<<<<
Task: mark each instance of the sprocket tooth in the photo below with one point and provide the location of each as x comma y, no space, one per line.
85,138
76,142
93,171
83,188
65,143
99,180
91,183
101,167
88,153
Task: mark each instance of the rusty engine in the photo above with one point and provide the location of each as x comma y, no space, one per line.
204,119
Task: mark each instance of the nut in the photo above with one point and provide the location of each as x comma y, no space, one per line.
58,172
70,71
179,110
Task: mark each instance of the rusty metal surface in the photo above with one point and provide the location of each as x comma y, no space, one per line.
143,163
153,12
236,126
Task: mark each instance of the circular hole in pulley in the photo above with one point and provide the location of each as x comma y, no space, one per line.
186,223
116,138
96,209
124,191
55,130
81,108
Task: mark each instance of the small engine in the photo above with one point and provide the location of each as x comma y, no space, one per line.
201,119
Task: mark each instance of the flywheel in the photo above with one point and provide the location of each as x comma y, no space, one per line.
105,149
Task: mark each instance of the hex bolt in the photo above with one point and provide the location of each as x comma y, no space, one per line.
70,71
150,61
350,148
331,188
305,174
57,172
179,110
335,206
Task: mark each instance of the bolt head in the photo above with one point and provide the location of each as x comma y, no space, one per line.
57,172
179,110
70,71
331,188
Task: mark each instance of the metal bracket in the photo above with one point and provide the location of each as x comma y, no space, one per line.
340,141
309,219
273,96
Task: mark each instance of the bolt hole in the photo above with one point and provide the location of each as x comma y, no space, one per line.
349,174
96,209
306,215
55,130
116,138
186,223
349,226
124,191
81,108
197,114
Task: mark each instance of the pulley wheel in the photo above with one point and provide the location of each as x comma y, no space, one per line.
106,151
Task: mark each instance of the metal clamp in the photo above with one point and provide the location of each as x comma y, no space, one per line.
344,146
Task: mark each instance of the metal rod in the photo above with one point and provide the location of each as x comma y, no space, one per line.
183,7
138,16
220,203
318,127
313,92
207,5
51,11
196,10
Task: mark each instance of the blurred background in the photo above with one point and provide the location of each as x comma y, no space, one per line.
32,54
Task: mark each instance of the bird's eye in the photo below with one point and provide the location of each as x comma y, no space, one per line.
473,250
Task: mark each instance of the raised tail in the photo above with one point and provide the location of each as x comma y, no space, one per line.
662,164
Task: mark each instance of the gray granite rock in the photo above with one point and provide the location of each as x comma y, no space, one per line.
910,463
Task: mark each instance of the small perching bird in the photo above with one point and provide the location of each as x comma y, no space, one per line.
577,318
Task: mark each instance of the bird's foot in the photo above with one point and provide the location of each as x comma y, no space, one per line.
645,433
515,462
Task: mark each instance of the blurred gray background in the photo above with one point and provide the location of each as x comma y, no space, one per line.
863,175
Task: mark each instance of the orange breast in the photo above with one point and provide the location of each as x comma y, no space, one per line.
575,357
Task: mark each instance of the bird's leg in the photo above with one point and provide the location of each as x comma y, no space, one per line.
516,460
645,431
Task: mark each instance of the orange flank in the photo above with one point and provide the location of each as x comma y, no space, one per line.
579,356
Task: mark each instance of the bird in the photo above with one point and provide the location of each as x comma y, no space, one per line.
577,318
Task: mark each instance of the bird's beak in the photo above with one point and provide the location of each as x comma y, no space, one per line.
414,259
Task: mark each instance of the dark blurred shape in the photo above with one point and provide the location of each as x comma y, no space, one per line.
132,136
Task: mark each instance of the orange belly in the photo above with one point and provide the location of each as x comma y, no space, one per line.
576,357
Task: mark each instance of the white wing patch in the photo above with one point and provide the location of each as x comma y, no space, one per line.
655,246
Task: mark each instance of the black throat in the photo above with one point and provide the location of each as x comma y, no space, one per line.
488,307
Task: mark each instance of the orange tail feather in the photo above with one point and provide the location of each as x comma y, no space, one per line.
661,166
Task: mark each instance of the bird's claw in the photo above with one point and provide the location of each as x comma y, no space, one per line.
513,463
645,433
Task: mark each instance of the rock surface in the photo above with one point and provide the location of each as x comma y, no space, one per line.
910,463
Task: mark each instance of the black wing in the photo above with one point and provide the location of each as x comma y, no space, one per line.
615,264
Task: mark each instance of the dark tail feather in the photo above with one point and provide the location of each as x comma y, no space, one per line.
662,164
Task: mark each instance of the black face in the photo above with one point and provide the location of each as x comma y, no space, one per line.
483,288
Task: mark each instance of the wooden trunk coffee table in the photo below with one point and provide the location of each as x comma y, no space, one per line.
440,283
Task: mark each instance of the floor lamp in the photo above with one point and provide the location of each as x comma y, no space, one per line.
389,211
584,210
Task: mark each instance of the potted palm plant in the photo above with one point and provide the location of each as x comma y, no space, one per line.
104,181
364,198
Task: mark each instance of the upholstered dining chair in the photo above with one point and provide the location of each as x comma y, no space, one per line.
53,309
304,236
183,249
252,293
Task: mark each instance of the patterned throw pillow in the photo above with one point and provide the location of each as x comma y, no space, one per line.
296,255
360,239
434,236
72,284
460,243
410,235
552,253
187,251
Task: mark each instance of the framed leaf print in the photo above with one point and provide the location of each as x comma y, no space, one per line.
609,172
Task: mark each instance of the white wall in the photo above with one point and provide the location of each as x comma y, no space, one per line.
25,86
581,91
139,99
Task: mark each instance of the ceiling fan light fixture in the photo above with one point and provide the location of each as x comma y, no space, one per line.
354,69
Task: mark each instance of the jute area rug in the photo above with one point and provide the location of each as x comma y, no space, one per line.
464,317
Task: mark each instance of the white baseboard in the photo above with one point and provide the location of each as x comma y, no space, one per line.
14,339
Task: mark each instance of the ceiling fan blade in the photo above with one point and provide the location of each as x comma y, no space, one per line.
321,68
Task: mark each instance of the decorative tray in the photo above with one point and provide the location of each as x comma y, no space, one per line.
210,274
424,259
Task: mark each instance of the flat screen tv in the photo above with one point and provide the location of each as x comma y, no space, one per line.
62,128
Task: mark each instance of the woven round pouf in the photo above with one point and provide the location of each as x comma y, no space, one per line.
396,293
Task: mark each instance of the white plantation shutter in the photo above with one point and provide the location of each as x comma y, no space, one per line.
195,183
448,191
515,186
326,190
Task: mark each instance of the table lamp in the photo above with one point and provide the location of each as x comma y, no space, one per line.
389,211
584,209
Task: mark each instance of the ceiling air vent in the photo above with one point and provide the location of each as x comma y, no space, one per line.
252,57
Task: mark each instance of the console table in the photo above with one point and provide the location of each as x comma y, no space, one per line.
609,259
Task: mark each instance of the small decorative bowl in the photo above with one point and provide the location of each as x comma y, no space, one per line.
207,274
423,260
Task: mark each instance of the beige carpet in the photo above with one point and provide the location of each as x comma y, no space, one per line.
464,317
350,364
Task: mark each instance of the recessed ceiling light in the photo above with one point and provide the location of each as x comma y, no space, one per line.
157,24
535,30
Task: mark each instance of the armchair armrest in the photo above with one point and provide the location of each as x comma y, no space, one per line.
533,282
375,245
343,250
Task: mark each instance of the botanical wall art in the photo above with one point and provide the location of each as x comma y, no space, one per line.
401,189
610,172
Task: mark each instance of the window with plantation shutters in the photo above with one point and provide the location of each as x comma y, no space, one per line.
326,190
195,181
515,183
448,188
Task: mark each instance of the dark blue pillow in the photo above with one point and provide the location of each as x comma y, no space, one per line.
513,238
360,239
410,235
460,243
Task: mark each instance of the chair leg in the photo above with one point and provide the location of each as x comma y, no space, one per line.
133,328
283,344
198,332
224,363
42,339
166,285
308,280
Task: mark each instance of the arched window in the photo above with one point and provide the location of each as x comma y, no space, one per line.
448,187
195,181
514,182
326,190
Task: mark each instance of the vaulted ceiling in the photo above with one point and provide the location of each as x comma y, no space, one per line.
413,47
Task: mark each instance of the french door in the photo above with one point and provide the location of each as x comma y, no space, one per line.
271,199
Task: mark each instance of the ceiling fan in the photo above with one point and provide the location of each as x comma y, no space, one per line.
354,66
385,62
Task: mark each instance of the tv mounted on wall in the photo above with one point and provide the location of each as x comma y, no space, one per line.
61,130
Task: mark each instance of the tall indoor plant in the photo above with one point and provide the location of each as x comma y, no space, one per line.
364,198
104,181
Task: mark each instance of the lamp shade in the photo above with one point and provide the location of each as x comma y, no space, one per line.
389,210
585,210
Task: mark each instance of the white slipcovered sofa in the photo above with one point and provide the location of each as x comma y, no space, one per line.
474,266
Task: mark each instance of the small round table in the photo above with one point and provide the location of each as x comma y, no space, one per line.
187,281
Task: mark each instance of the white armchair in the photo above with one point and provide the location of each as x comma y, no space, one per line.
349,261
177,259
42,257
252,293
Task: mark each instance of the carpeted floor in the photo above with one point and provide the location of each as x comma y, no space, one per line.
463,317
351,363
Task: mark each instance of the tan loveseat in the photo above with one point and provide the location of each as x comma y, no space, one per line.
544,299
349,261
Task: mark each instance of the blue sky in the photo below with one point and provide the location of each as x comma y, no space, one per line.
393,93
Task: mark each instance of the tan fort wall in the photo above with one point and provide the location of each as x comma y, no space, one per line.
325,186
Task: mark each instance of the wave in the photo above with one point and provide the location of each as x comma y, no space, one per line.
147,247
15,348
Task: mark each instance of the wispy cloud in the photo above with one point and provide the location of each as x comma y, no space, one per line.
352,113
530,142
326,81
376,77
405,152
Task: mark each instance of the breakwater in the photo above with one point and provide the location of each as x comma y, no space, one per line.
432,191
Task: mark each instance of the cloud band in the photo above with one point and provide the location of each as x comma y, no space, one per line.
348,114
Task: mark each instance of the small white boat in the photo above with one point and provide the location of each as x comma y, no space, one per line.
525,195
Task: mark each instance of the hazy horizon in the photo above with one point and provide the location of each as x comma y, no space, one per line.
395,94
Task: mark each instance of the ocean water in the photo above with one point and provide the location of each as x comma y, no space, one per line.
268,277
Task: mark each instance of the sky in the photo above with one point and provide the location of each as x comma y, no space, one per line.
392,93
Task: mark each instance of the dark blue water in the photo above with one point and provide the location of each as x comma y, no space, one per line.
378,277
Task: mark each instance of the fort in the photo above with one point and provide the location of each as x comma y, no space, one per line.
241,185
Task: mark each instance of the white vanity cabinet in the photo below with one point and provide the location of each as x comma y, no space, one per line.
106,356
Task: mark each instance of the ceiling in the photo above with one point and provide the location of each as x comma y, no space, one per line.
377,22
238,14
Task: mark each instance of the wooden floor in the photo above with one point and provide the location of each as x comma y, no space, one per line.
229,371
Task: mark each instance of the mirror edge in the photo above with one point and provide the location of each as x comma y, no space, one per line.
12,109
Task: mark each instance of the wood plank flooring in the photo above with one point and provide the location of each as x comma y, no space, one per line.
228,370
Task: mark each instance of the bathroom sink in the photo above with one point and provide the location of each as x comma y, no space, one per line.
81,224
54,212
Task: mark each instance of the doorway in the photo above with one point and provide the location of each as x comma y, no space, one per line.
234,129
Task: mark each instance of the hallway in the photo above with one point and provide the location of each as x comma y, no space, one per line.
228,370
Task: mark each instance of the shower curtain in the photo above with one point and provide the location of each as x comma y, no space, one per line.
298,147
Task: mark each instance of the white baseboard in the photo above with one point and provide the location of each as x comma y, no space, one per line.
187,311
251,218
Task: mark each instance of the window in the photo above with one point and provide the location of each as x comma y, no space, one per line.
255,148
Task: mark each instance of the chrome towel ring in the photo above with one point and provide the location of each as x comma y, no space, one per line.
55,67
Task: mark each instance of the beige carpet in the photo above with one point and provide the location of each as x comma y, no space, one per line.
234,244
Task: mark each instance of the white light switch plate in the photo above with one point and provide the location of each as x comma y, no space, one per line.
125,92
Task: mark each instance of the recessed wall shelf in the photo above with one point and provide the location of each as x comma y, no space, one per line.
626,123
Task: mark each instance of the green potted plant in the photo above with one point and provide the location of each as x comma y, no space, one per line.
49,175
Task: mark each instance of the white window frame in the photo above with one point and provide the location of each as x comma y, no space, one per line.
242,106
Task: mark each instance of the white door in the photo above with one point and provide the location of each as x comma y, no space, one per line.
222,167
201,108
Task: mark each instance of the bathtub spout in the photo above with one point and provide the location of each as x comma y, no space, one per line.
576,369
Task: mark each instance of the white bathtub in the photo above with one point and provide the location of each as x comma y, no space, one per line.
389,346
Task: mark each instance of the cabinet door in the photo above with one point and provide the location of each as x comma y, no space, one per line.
>>>>
Only the lines from the one holding "Task: mark each instance of the bathtub" to the end of the listing are to be written out, word for word.

◆ Answer to this problem:
Task: mark each instance of the bathtub spout in the photo above with one point and provide the location of each as x comma y, no space, one per line.
576,369
Task: mark each instance of the white bathtub in the photo above with one point and provide the location of each as x comma y, no space, one per line.
389,346
Task: mark each instance of the cabinet door in the photo above with one point and provide the location of each as x comma y, no space, one per line.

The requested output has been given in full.